→ What you are asked to do
Reproduce the following records verbatim, line for line, omitting the picture.

→ Given data
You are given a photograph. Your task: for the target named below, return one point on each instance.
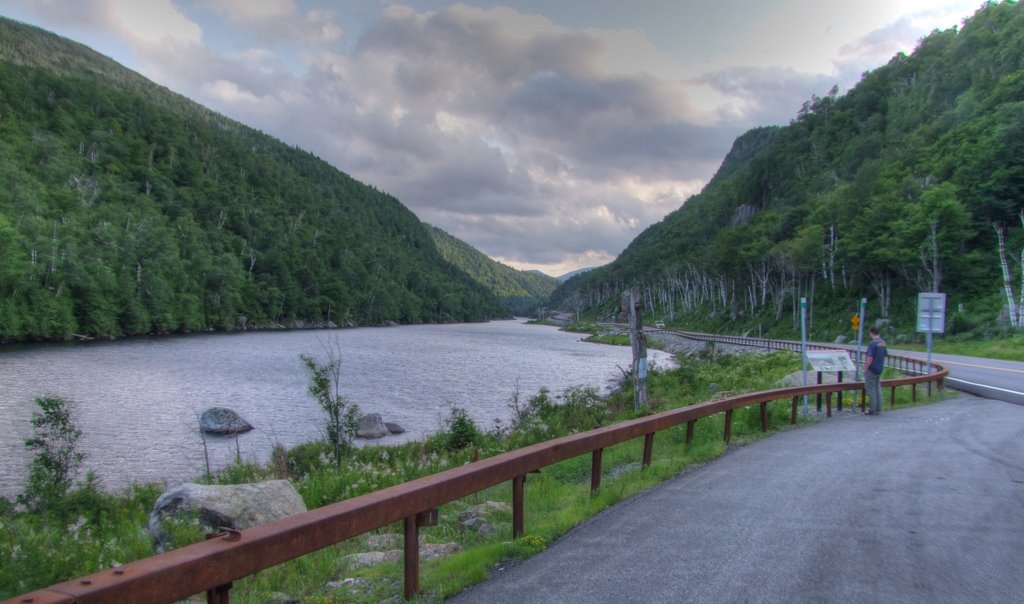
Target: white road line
(985, 386)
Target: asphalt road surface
(922, 505)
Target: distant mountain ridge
(129, 209)
(520, 291)
(906, 183)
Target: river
(137, 401)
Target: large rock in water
(231, 506)
(220, 420)
(372, 426)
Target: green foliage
(325, 387)
(461, 431)
(40, 549)
(128, 209)
(520, 291)
(887, 190)
(55, 456)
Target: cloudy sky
(546, 133)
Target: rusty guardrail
(212, 565)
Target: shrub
(56, 460)
(325, 386)
(462, 431)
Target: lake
(137, 401)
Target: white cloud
(543, 144)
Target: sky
(546, 133)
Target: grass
(1010, 348)
(94, 533)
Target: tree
(56, 460)
(325, 386)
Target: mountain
(520, 291)
(901, 185)
(128, 209)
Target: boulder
(372, 426)
(482, 510)
(427, 552)
(231, 506)
(220, 420)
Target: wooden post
(819, 394)
(219, 594)
(517, 506)
(728, 425)
(412, 558)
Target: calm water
(137, 401)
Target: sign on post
(931, 318)
(830, 360)
(931, 313)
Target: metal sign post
(803, 343)
(931, 318)
(858, 326)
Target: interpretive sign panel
(931, 313)
(830, 360)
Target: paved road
(1003, 380)
(921, 505)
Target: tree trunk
(1008, 284)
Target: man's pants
(872, 384)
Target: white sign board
(931, 313)
(830, 360)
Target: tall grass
(84, 537)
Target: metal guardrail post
(517, 505)
(648, 448)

→ Written response
You are given a photograph. Your task: for the target named below, return one point on each instance.
Target: white road line
(985, 386)
Target: asphalt road surface
(922, 505)
Target: distant mountain ridge
(129, 209)
(520, 291)
(906, 183)
Target: river
(137, 401)
Target: large rock in water
(231, 506)
(220, 420)
(372, 426)
Target: green foliage
(325, 387)
(461, 431)
(40, 549)
(128, 209)
(520, 291)
(887, 190)
(55, 456)
Target: cloudy sky
(546, 133)
Target: rusty guardrail
(212, 565)
Target: shrub
(56, 460)
(325, 386)
(462, 431)
Target: lake
(137, 401)
Target: white cloud
(543, 144)
Target: sky
(546, 133)
Target: grass
(1010, 348)
(94, 533)
Target: tree
(56, 460)
(325, 386)
Target: mountain
(520, 291)
(901, 185)
(128, 209)
Target: boulder
(372, 426)
(482, 510)
(427, 552)
(231, 506)
(220, 420)
Target: wooden post
(819, 394)
(219, 594)
(517, 506)
(728, 425)
(412, 558)
Target: calm water
(137, 401)
Target: sign on post
(931, 318)
(830, 360)
(931, 313)
Target: metal sign post
(803, 343)
(931, 318)
(858, 326)
Target: interpretive sign panel
(931, 313)
(830, 360)
Target: paved road
(1003, 380)
(921, 505)
Target: tree trunk
(1008, 284)
Target: man's pants
(872, 384)
Target: white sign board
(931, 313)
(830, 360)
Target: tall grass
(84, 537)
Target: metal guardrail post
(517, 505)
(648, 448)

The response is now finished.